Contour labeling listing

= = = = = = =

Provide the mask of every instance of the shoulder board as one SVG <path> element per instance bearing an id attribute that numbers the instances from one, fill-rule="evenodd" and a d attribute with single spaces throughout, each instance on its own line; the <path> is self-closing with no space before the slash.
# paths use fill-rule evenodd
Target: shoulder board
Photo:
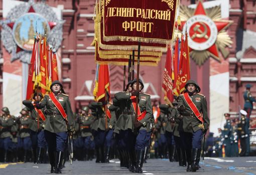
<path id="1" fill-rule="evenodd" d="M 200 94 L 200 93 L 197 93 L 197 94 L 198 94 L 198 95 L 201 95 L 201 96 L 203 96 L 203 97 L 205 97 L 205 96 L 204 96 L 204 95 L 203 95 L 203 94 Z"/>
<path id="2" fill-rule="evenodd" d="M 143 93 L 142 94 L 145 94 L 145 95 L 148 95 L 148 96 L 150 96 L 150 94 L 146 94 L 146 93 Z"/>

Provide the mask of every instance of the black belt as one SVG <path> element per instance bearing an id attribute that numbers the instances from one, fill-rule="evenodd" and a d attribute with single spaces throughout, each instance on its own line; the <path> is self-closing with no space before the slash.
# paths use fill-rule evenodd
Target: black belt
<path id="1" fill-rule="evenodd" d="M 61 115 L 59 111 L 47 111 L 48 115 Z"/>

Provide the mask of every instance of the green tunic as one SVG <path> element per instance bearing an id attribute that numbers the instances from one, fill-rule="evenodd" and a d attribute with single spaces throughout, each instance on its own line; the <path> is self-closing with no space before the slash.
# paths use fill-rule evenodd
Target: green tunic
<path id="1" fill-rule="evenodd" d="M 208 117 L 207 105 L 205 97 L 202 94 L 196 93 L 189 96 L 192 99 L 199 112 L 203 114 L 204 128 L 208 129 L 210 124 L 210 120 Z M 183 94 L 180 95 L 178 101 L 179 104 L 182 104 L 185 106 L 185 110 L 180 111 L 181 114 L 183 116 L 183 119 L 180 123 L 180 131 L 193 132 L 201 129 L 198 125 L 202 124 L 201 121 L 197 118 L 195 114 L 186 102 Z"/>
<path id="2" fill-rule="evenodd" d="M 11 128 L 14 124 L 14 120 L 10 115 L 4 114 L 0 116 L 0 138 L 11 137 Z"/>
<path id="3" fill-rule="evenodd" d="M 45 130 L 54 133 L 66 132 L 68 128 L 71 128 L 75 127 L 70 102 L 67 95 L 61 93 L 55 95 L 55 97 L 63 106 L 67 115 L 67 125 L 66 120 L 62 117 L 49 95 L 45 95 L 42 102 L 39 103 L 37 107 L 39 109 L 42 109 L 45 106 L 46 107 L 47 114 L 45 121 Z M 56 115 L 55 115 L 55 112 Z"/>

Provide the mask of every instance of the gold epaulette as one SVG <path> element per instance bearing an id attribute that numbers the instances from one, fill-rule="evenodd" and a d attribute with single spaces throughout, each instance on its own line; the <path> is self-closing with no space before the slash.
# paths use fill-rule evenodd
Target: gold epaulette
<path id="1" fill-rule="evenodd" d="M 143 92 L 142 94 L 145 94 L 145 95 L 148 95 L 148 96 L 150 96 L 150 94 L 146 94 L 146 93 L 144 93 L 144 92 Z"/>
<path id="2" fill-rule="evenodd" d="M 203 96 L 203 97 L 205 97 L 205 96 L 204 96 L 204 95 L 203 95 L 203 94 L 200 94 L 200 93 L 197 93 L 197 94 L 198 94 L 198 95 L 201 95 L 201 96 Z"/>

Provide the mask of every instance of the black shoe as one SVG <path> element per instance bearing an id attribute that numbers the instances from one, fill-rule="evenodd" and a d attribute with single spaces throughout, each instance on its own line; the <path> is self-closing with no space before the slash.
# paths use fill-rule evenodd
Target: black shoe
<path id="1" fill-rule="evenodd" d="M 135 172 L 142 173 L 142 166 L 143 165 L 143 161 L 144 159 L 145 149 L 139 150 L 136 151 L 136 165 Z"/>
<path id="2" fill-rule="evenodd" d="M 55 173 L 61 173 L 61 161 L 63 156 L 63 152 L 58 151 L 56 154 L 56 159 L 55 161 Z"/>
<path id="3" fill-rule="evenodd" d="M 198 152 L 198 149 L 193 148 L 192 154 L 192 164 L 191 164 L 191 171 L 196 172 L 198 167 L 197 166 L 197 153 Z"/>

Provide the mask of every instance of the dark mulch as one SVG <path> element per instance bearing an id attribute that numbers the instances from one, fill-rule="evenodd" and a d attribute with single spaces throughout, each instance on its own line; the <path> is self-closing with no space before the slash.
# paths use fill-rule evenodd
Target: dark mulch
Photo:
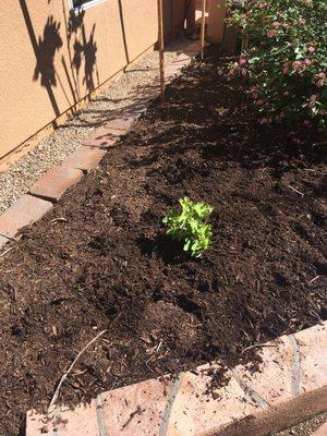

= = = = = = =

● **PROMPT**:
Reproduce every line of the listing above without any changes, but leave the pictures out.

● **EXERCISE SOLUTION**:
Provide the mask of every instance of the shoulder board as one SVG <path> element per instance bearing an id attribute that numbers the instances from one, fill-rule="evenodd" and a d attribute with single spaces throughout, each instance on its own line; the <path> is self-closing with no space before the slash.
# paths use fill-rule evenodd
Target: shoulder board
Photo:
<path id="1" fill-rule="evenodd" d="M 200 94 L 200 93 L 197 93 L 197 94 L 198 94 L 198 95 L 201 95 L 201 96 L 203 96 L 203 97 L 205 97 L 205 96 L 204 96 L 204 95 L 203 95 L 203 94 Z"/>
<path id="2" fill-rule="evenodd" d="M 143 93 L 142 94 L 145 94 L 145 95 L 148 95 L 148 96 L 150 96 L 150 94 L 146 94 L 146 93 Z"/>

Provide the mask of every instance of the black belt as one SVG <path> element per instance bearing an id attribute that numbers the instances from one, fill-rule="evenodd" and a d attribute with single spaces throughout, each instance on its own line; the <path> is self-closing with no space before the slash.
# paths use fill-rule evenodd
Target: black belt
<path id="1" fill-rule="evenodd" d="M 61 115 L 59 111 L 47 111 L 48 115 Z"/>

Provide the mask of every instance of the green tunic as one SVG <path> element per instance bearing an id attribute that numbers the instances from one, fill-rule="evenodd" and a d attribute with single spaces throughout, each instance on its own line; the <path> is self-closing with no space before the slash.
# paths use fill-rule evenodd
Target: green tunic
<path id="1" fill-rule="evenodd" d="M 208 117 L 207 105 L 205 97 L 202 94 L 196 93 L 189 96 L 192 99 L 199 112 L 203 114 L 204 128 L 208 129 L 210 124 L 210 120 Z M 183 94 L 180 95 L 178 101 L 179 104 L 182 104 L 185 106 L 185 110 L 180 111 L 181 114 L 183 116 L 183 119 L 180 123 L 180 131 L 193 132 L 201 129 L 198 125 L 202 124 L 201 121 L 197 118 L 195 114 L 186 102 Z"/>
<path id="2" fill-rule="evenodd" d="M 11 128 L 14 124 L 14 120 L 10 115 L 4 114 L 0 116 L 0 138 L 11 137 Z"/>
<path id="3" fill-rule="evenodd" d="M 45 130 L 54 133 L 66 132 L 68 128 L 71 128 L 75 127 L 70 102 L 67 95 L 61 93 L 55 95 L 55 97 L 63 106 L 67 115 L 67 125 L 66 120 L 62 117 L 49 95 L 45 95 L 42 102 L 39 103 L 37 107 L 39 109 L 42 109 L 45 106 L 46 107 L 47 114 L 45 121 Z M 56 115 L 55 115 L 55 112 Z"/>

Provide the mask of every instance of the gold epaulette as one SVG <path> element per instance bearing an id attribute that numbers the instances from one, fill-rule="evenodd" and a d attribute with single spaces throughout, each instance on its own line; the <path> is self-closing with no space before the slash.
# paths use fill-rule evenodd
Target: gold epaulette
<path id="1" fill-rule="evenodd" d="M 143 92 L 142 94 L 145 94 L 145 95 L 148 95 L 148 96 L 150 96 L 150 94 L 146 94 L 146 93 L 144 93 L 144 92 Z"/>
<path id="2" fill-rule="evenodd" d="M 203 96 L 203 97 L 205 97 L 205 96 L 204 96 L 204 95 L 203 95 L 203 94 L 200 94 L 200 93 L 197 93 L 197 94 L 198 94 L 198 95 L 201 95 L 201 96 Z"/>

Provide the mask of every instance of the black shoe as one SVG <path> element per instance bearing an id attribute that numbers the instances from one, fill-rule="evenodd" and a d attribute with single spaces throughout, each instance on its own line; the <path> is self-closing with no space before the slash.
# paths use fill-rule evenodd
Target: black shoe
<path id="1" fill-rule="evenodd" d="M 135 172 L 142 173 L 142 166 L 143 165 L 143 161 L 144 159 L 145 149 L 139 150 L 136 151 L 136 165 Z"/>
<path id="2" fill-rule="evenodd" d="M 55 173 L 61 173 L 61 161 L 63 156 L 63 152 L 58 151 L 56 154 L 56 159 L 55 161 Z"/>
<path id="3" fill-rule="evenodd" d="M 198 152 L 198 149 L 193 148 L 192 154 L 192 164 L 191 164 L 191 171 L 196 172 L 198 167 L 197 166 L 197 153 Z"/>

Provide the mask of every instance of the dark mulch as one SVG <path> element per instance bearing an id attribute that numbers the instances from one, fill-rule="evenodd" and a d attribute with single spaces throughout, each instance on its own line; the <path> is self-closing with no space before the slash.
# paths use fill-rule evenodd
Target: dark mulch
Photo:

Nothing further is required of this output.